■ EXERCISE PROMPT:
Work through the records below and tally every line containing "necklace". Reply with the total alone.

■ MATERIAL PROVIDED:
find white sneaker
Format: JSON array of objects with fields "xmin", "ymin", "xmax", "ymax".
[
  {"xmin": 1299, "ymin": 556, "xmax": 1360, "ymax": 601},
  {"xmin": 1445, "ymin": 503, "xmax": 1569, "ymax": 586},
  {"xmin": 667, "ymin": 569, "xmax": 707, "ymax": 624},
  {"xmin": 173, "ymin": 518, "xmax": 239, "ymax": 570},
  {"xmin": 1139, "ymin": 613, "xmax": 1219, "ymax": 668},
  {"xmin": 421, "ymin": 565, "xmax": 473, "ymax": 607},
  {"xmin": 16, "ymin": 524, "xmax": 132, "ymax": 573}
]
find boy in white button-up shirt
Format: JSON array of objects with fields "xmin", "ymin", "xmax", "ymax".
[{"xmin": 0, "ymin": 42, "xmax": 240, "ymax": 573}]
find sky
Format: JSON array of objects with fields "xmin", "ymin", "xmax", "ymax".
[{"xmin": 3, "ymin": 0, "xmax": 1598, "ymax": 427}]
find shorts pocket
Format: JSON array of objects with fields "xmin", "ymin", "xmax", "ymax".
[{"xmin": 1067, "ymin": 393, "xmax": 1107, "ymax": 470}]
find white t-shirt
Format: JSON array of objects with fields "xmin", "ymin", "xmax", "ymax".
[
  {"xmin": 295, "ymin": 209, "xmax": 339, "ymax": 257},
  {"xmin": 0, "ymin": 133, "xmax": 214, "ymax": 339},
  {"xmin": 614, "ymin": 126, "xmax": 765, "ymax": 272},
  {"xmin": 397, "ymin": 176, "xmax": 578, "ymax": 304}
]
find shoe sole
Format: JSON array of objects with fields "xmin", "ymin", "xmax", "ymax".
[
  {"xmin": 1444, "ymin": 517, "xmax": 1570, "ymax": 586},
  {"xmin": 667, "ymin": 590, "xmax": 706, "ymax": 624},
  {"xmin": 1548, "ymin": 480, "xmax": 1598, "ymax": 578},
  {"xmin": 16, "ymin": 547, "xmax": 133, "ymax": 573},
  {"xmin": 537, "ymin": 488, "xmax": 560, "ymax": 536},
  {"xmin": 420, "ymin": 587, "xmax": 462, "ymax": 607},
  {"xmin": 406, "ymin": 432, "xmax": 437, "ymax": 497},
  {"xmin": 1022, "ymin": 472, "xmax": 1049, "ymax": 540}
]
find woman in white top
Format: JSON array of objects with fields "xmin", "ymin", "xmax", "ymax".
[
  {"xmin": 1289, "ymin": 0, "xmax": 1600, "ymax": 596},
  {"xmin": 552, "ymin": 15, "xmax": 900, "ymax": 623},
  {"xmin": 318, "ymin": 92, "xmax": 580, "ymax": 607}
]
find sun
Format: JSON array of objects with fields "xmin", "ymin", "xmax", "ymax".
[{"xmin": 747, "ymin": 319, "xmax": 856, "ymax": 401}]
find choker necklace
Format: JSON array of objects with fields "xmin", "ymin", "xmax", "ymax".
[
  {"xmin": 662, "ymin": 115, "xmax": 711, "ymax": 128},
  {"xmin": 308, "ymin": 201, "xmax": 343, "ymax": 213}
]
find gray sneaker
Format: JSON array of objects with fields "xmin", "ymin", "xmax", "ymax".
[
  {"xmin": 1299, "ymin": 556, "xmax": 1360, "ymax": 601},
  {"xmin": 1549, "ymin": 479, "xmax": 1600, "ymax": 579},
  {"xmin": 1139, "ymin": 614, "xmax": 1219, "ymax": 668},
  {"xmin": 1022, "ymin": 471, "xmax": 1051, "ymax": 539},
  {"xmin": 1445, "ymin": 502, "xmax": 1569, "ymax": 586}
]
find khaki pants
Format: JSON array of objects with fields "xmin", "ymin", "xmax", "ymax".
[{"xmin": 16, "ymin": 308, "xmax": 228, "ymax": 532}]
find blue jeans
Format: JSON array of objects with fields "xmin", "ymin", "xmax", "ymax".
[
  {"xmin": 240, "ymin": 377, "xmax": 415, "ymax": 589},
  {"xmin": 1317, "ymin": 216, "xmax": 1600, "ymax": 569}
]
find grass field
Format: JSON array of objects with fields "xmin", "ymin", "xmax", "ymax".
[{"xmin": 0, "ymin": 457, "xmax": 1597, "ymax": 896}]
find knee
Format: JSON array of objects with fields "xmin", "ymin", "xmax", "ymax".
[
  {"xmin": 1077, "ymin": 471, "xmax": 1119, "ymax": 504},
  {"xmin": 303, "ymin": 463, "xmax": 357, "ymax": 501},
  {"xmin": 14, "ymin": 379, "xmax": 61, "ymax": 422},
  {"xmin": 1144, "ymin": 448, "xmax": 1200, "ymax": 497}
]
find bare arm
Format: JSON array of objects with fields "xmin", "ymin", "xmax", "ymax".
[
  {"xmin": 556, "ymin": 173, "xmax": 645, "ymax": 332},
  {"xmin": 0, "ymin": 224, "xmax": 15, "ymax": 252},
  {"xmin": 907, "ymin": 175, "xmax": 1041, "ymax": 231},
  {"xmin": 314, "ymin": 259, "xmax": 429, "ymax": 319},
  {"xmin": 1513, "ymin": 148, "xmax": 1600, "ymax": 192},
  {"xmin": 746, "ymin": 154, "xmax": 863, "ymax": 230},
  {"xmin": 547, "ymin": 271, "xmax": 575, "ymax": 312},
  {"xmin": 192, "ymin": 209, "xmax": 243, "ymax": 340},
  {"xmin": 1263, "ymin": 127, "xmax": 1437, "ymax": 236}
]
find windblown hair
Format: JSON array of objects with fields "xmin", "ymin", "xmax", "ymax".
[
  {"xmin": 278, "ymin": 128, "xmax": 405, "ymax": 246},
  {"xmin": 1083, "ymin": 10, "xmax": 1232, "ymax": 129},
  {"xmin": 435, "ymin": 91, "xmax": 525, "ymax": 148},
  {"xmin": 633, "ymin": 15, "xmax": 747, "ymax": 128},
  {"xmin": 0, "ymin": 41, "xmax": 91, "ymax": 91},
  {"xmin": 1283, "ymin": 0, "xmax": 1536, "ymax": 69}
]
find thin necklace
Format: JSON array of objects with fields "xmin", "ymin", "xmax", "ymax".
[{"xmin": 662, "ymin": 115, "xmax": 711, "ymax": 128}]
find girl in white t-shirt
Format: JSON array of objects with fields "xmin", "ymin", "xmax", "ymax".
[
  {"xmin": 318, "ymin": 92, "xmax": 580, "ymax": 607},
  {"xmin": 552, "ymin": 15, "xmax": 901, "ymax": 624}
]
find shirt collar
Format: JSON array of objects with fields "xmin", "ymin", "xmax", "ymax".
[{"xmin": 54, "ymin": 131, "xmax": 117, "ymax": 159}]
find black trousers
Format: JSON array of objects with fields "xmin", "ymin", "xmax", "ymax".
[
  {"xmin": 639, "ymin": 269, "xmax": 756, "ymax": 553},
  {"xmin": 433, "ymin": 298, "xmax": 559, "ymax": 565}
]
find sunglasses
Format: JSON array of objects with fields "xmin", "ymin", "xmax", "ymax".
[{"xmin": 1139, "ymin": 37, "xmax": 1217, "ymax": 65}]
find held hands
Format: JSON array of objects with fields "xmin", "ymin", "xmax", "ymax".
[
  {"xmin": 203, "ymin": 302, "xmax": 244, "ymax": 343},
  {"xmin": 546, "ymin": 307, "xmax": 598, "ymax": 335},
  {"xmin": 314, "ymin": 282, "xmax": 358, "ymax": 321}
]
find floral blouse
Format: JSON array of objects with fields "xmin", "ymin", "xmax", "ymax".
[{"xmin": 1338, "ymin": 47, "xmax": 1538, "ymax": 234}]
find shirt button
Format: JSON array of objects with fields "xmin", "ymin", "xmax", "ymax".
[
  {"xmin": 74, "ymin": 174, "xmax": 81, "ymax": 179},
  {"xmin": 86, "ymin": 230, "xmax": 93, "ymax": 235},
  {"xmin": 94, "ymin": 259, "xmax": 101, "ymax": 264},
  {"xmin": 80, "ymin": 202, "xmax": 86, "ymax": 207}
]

■ COMPLETED EXERCISE:
2